WORK INSTRUCTIONS. Reproduce every one of the records below word for word, leaving out the pictures.
─── MATERIAL PROVIDED
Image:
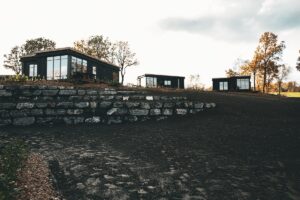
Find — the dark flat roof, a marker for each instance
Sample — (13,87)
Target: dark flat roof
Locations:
(69,49)
(232,77)
(160,75)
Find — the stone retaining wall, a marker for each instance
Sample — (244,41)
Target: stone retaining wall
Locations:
(27,105)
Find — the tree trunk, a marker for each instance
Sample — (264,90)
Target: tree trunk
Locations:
(265,79)
(254,81)
(122,79)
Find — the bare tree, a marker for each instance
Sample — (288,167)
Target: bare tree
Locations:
(124,58)
(298,63)
(268,51)
(12,60)
(283,72)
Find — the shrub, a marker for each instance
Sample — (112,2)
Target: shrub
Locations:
(12,157)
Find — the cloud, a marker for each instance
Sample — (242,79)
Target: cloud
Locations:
(240,20)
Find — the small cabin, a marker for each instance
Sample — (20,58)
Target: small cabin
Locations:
(159,81)
(235,83)
(67,63)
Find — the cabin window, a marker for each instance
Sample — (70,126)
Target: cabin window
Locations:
(243,84)
(223,85)
(57,67)
(32,70)
(94,72)
(151,81)
(167,83)
(78,65)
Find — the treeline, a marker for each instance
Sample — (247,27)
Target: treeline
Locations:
(266,65)
(98,46)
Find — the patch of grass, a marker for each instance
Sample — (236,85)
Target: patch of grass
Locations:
(12,157)
(288,94)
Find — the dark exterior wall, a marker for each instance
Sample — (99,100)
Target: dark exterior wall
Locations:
(105,72)
(232,83)
(173,79)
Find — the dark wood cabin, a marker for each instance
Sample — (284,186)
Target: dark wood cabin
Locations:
(68,63)
(155,80)
(235,83)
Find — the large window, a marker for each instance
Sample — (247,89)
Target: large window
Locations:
(78,65)
(32,70)
(223,85)
(151,81)
(167,83)
(243,84)
(57,67)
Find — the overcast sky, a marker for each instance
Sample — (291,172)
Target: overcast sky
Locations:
(173,37)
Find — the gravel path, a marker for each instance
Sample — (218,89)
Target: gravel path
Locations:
(247,148)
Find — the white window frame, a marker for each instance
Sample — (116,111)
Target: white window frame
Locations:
(32,70)
(223,85)
(167,82)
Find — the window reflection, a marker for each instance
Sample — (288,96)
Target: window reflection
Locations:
(57,67)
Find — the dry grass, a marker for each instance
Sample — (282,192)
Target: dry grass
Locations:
(34,180)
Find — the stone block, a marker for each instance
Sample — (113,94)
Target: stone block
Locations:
(105,104)
(75,98)
(50,92)
(73,120)
(210,105)
(138,112)
(41,105)
(149,98)
(125,98)
(36,112)
(4,122)
(181,111)
(4,114)
(7,105)
(23,121)
(82,104)
(167,111)
(81,92)
(132,104)
(93,104)
(131,118)
(198,105)
(145,105)
(5,93)
(74,111)
(156,104)
(44,120)
(169,105)
(117,111)
(114,120)
(118,104)
(36,93)
(67,92)
(19,113)
(155,111)
(25,105)
(64,105)
(108,92)
(90,98)
(93,119)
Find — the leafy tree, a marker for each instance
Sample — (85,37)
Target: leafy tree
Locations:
(283,72)
(96,46)
(298,63)
(231,73)
(124,58)
(268,52)
(251,68)
(12,60)
(38,44)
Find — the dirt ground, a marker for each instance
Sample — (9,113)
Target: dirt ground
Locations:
(247,147)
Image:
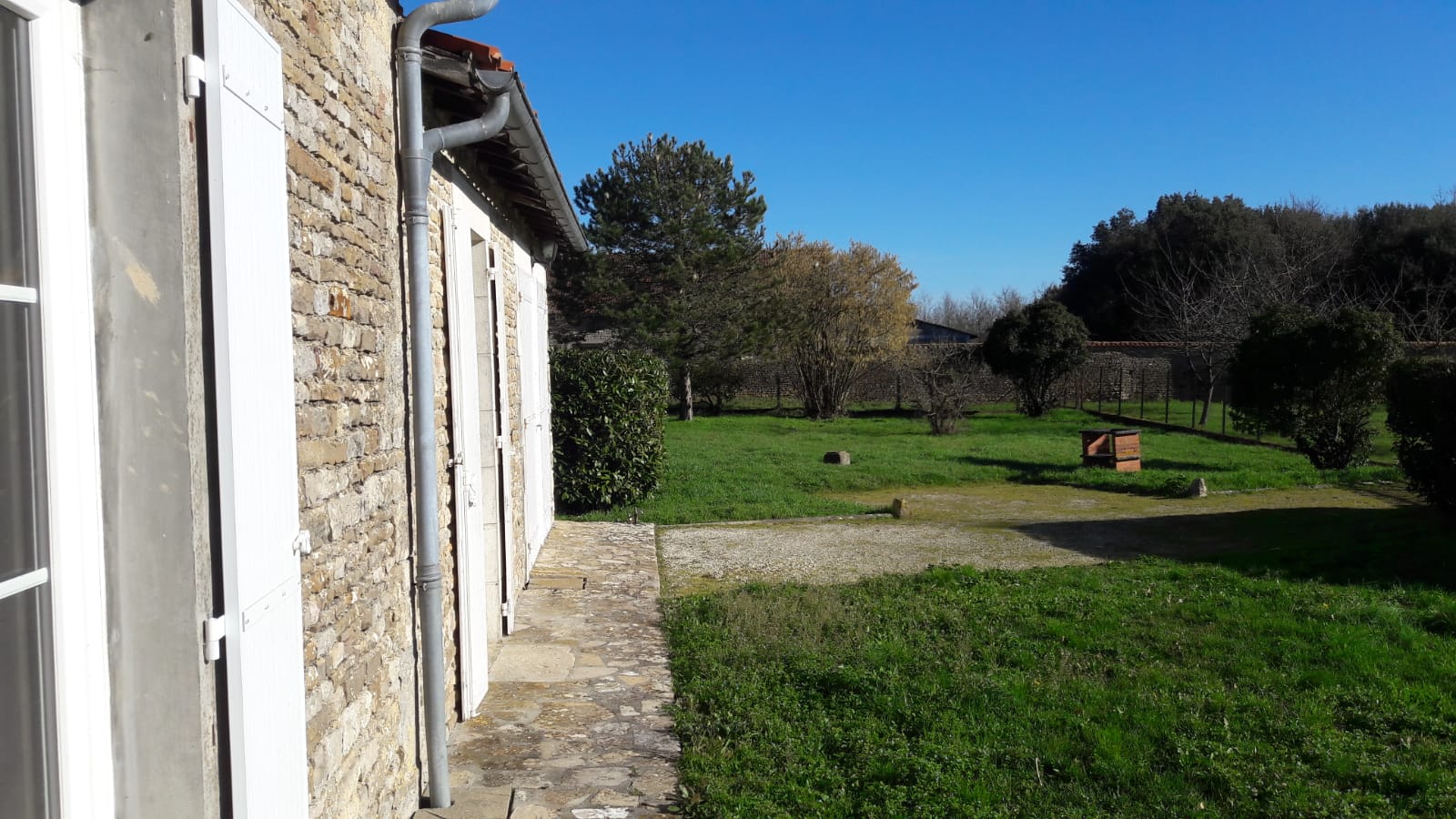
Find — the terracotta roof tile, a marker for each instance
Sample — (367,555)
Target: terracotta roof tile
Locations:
(487,57)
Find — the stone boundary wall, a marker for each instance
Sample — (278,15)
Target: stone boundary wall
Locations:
(890,383)
(1114,369)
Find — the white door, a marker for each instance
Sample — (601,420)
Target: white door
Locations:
(56,756)
(257,440)
(475,438)
(535,401)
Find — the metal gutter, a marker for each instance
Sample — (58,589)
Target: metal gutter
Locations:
(417,149)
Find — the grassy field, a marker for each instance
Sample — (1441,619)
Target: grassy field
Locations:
(754,465)
(1312,675)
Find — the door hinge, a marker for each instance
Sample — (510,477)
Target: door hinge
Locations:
(213,632)
(193,73)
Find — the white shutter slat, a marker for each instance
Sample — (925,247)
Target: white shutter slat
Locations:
(258,467)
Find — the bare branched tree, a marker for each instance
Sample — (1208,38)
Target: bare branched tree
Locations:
(944,380)
(834,314)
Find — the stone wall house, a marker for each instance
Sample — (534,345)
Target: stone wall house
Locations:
(207,552)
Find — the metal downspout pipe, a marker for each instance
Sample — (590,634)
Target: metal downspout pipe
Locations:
(417,152)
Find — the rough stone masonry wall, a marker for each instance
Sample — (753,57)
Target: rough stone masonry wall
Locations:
(349,372)
(516,440)
(440,198)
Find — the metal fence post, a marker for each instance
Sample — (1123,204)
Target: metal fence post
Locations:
(1193,414)
(1168,390)
(1223,421)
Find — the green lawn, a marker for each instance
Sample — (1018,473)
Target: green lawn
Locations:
(753,465)
(1289,681)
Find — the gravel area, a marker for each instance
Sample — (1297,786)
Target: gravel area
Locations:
(983,526)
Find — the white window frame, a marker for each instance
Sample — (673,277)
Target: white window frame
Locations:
──────
WORKED ANSWER.
Image:
Find — the dark flat roof, a marker for each instance
Sample — (13,87)
Target: dark flat roof
Locations:
(69,49)
(232,77)
(160,75)
Find — the stone retaining wall, a marker for each instance
Sample — (244,41)
Target: stone retaining wall
Locations:
(27,105)
Find — the tree trunk, a marker for each instance
Sample — (264,90)
Target: tree trunk
Locations:
(265,79)
(254,81)
(122,79)
Find — the bare tree, a marker for each instance
Sample — (288,167)
Target: bare tree
Locations:
(124,58)
(298,63)
(268,51)
(12,60)
(283,72)
Find — the shrub, a marker for each instance
Sample — (112,2)
Target: shrub
Locations:
(12,157)
Find — the cloud, a marker for each instance
Sample — (242,79)
Target: cloud
Locations:
(240,20)
Find — the small cabin, a marker for each instance
Sample — (20,58)
Target: small cabin
Locations:
(159,81)
(235,83)
(67,63)
Find — the cabin window, a marker for each instance
Sample — (70,126)
Target: cabin window
Locations:
(243,84)
(223,85)
(57,67)
(32,70)
(94,72)
(151,81)
(167,83)
(78,65)
Find — the treeline, a marker for each instance
Sample — (247,27)
Target: treeline
Locations:
(266,65)
(98,46)
Find — the patch of grass, a marker for each instance
Sample — (236,85)
Target: patch of grass
Locations:
(12,157)
(288,94)
Find — the dark exterior wall, a marker for each instance
Sample — (99,100)
Target: dark exterior wall
Locations:
(105,72)
(232,83)
(173,79)
Find — the dark wood cabin, a marker for each instance
Sample — (284,186)
Target: dark wood cabin
Locations:
(68,63)
(155,80)
(235,83)
Find — the large window, a marker for each instance
Sample — (247,89)
Target: large window
Locations:
(78,65)
(32,70)
(223,85)
(151,81)
(167,83)
(243,84)
(57,67)
Find — the overcast sky, a marker for each instance
Sample — (291,172)
Target: overcast sky
Locations:
(173,37)
Find — the gravel path, a marker for each instance
Sample — (218,89)
Target: gravel path
Locations:
(247,148)
Find — the white window frame, a marker for each instance
Sample — (116,111)
Target: white window frame
Locations:
(32,70)
(223,85)
(167,82)
Find — the window reflection, a marker for each instance
Sample — (288,96)
Target: window reflection
Locations:
(57,67)
Find — the dry grass, a marker for each instance
Sample — (282,192)
Target: dry grass
Locations:
(34,180)
Find — the stone block, a marker for each instance
Sample — (113,94)
Target: stone block
Locations:
(105,104)
(75,98)
(50,92)
(73,120)
(210,105)
(138,112)
(41,105)
(149,98)
(125,98)
(36,112)
(4,122)
(181,111)
(4,114)
(7,105)
(23,121)
(82,104)
(167,111)
(81,92)
(132,104)
(93,104)
(131,118)
(198,105)
(145,105)
(5,93)
(74,111)
(156,104)
(44,120)
(169,105)
(117,111)
(114,120)
(118,104)
(36,93)
(67,92)
(19,113)
(155,111)
(25,105)
(64,105)
(108,92)
(90,98)
(93,119)
Find — the leafy tree, a marker for each instance
Sample — (85,37)
Target: leafy tree
Locations:
(283,72)
(96,46)
(298,63)
(231,73)
(124,58)
(268,52)
(251,68)
(12,60)
(38,44)
Find — the dirt ground, a marker for each instance
Sample — (9,113)
Target: dirt ground
Locations:
(247,147)
Image:
Find — the terracotta roof tile, a marker for each instance
Sample — (367,555)
Target: terracotta roof tile
Locations:
(487,57)
Find — the stone boundary wall, a marker for each instance
Sample — (278,15)
Target: stone boundary wall
Locations:
(890,383)
(1114,369)
Find — the white door, a marker for each instance
Sample — (601,420)
Target: white door
Locations:
(56,756)
(257,440)
(475,438)
(535,401)
Find — the metal gutter, a marker for each instance
Sample — (58,589)
Target: metal gutter
Locations:
(417,149)
Find — the grassy field, a marker for each instance
Sample — (1441,619)
Target: grassy field
Locations:
(754,465)
(1312,675)
Find — the door hinge, a marker for each instance
Sample — (510,477)
Target: door hinge
Locations:
(213,632)
(193,73)
Find — the white shutter slat, a marker for each instance
Sample — (925,247)
Target: white shutter slat
Locations:
(258,467)
Find — the bare branched tree, a marker for each instance
Sample — (1208,38)
Target: bare branched tree
Locations:
(944,380)
(834,314)
Find — the stone wall house, a marker for each instance
Sample — (534,345)
Target: stone wall house
Locations:
(207,552)
Find — the metal downspout pipe, a marker for each instance
Sample — (590,634)
Target: metal downspout pipe
Locations:
(417,152)
Find — the rough stone masonry wall, a marker for each instance
Sample — (753,57)
Target: rough stone masonry wall
Locations:
(349,372)
(516,440)
(440,198)
Find — the metal fence post, a marker for each instance
Sample — (1123,204)
Target: metal fence post
Locations:
(1193,414)
(1168,390)
(1223,421)
Find — the green lawn, a marker for each instance
Sample — (1018,473)
Target: green lawn
Locations:
(753,465)
(1289,681)
Find — the gravel area, a marker for each instance
Sample — (1297,786)
Target: gravel area
Locations:
(983,526)
Find — the white window frame, a marker for each instance
Sample — (673,277)
Target: white window frame
Locations:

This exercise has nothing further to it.